> **WORK TO COMPLETE**: From the first line of the entries down to the line with "Tag the green lily", write out every line exactly; that last line counts, but pictures do not.

> **DATA UNDER STUDY**:
----

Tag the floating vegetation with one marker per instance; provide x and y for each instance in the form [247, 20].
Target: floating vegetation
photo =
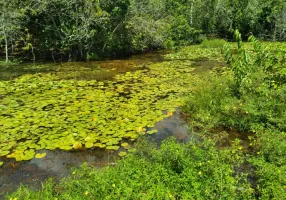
[44, 112]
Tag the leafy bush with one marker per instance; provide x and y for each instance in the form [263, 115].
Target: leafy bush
[269, 165]
[174, 171]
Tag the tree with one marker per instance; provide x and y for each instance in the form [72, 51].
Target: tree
[10, 24]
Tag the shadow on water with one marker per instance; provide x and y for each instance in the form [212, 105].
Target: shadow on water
[174, 126]
[57, 164]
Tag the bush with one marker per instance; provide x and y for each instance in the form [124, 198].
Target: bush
[174, 171]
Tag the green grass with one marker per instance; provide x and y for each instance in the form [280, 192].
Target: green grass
[174, 171]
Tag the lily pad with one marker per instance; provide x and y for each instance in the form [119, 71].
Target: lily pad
[40, 155]
[122, 154]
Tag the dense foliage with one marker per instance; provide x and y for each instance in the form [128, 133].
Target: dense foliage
[92, 29]
[45, 111]
[175, 171]
[247, 96]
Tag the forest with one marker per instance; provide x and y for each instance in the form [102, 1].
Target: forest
[149, 99]
[74, 30]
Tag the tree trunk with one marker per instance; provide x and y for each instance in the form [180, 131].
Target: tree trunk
[6, 48]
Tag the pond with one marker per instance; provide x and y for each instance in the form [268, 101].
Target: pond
[57, 116]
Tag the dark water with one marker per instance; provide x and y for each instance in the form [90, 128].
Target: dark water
[57, 164]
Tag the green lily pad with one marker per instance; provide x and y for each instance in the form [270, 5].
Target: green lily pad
[122, 154]
[40, 155]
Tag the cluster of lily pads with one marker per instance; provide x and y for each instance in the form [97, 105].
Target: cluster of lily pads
[43, 112]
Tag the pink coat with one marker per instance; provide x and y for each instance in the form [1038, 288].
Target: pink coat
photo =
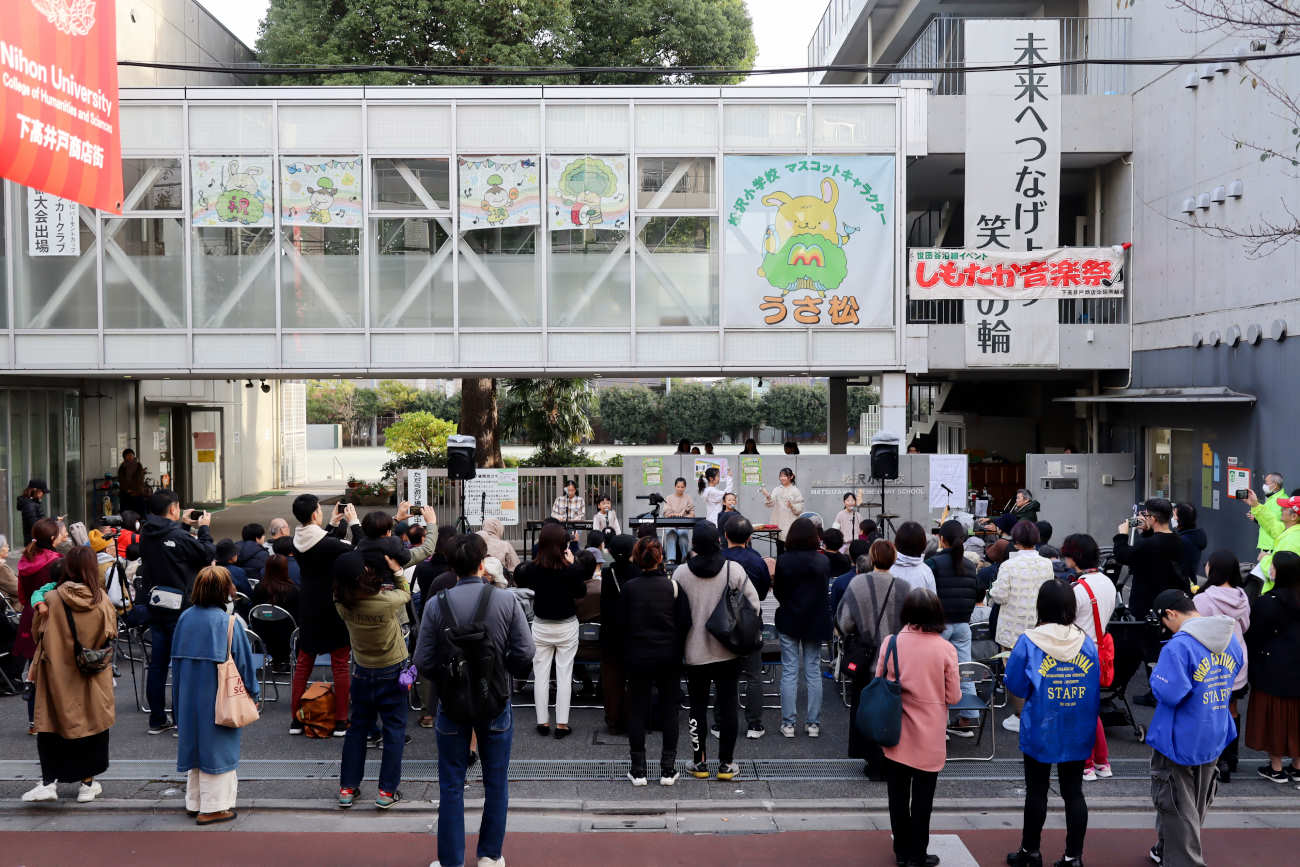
[927, 667]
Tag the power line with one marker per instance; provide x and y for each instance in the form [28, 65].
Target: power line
[703, 72]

----

> **RESULT OF THIS TASK**:
Tag the floating vegetation with one marker per instance; provide x and y for each instance in the form [247, 20].
Target: floating vegetation
photo =
[44, 112]
Tag the leafy bush with one marker per instance; provide x and y for each instance in the form [263, 115].
Target: leafy bush
[269, 165]
[174, 171]
Tag the tree with one marker per instance; provide x and y for each instance in the form [72, 51].
Target: tree
[10, 24]
Tag the shadow on water with one marker per instance; provide x and y for each instance in the form [212, 105].
Target: shadow on water
[174, 126]
[57, 164]
Tag the bush with one marker per instance; provide x and y for each instance in the form [124, 198].
Target: bush
[174, 171]
Tag the green grass with one marker per instance; provide x and y for each instance in the form [280, 192].
Target: green grass
[174, 171]
Tag the lily pad with one marker per instance; provide x and y for each instance in the form [119, 71].
Target: lily pad
[40, 155]
[122, 154]
Tag the dense foliage with one marker per instance; provide x and y for each instance in the form [128, 133].
Target: dense foliage
[92, 29]
[45, 111]
[175, 171]
[247, 96]
Tag the forest with one marker per instance; provide x and y for each instance in the form [102, 1].
Target: forest
[149, 99]
[74, 30]
Tag the tree trunk with one marker per instance; provide x and y for each instance in the form [180, 131].
Target: tree trunk
[6, 48]
Tag the pond with one marker per instance; provide x and y for each instance in the form [268, 101].
Target: pond
[57, 116]
Tag the dark water with one marker per instance; provide x and y for each instance in the form [90, 128].
Target: dark water
[57, 164]
Tag the green lily pad with one marker per instance; provide x and y for each instance in the form [270, 5].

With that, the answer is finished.